- _Supplied entries_
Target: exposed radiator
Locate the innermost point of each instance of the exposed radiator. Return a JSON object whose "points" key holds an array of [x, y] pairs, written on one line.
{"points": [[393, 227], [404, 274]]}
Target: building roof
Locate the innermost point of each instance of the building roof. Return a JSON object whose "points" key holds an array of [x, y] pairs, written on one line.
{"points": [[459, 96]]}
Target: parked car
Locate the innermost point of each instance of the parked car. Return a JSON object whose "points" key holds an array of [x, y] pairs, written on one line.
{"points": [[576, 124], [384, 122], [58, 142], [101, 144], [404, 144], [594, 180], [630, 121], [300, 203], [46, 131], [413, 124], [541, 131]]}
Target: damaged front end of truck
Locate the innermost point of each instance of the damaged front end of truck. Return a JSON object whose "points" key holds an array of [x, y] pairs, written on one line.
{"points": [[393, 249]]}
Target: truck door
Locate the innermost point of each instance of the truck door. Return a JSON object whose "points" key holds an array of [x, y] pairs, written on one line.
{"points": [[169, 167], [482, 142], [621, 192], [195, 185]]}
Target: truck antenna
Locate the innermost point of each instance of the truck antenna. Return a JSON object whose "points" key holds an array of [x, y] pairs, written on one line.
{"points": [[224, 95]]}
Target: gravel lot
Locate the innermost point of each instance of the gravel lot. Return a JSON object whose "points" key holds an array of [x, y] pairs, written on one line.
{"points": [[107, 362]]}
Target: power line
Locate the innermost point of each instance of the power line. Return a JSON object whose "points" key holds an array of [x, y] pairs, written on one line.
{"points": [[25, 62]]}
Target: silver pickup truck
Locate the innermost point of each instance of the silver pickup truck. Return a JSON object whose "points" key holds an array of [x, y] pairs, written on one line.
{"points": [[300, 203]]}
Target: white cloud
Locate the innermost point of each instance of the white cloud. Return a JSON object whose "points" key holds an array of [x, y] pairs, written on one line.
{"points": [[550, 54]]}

- _About this task_
Output the data in full, please, exactly as written.

- _Response area_
Target: exposed radiator
Locate the innermost point of each instance of the exposed radiator. Return a JSON object whose "points" key holds an array of [x, y] pairs, written on one line.
{"points": [[393, 227], [404, 274]]}
Target: building roof
Locate the innermost point of each instance of the building roof. Return a JSON object whose "points" key holds an array of [x, y] pairs, written on one line.
{"points": [[459, 96]]}
Target: parked car
Locate the innermost point of each instance of the parked car. Return a JSON object whose "points" key holds an array of [x, y] pairs, written on one line.
{"points": [[576, 124], [384, 122], [58, 142], [101, 144], [404, 144], [594, 180], [630, 121], [300, 203], [46, 131], [413, 124], [541, 131]]}
Target: damaged front end of truck
Locate the innermost point of each instance of the damaged front end of truck. Return a JSON object whose "points" key holds an array of [x, y] pairs, written on one line.
{"points": [[393, 249]]}
Target: truck door
Locate the innermost point of each instance of the truck door. Return a JSON object whose "points" key holds an array of [x, y] pairs, written on one line.
{"points": [[169, 167], [482, 142], [621, 192], [195, 185]]}
Target: truck antenna
Locate the innermost point of each instance of the truck antenna. Return a JSON object whose "points" key holds an array of [x, y] pairs, written on one line.
{"points": [[224, 95]]}
Target: gravel lot
Locate the innermost point of each instance of the gravel lot. Return a JSON object whose "points" key holds an array of [x, y] pairs, written on one line.
{"points": [[107, 362]]}
Target: power line
Locate the innermost point of each instance of the power line. Return a JSON object whose "points" key holds an array of [x, y] pairs, written on one line.
{"points": [[25, 62]]}
Target: silver pickup truck
Locate the innermost point of each instance of the silver pickup truck. Return a JSON object whose "points" key holds an array of [x, y] pairs, written on one line.
{"points": [[300, 203]]}
Target: white cloud
Locate the innermost point of each instance of the white cloud. Return a JSON object whose "points" key holds an array of [x, y] pairs, written on one line.
{"points": [[550, 54]]}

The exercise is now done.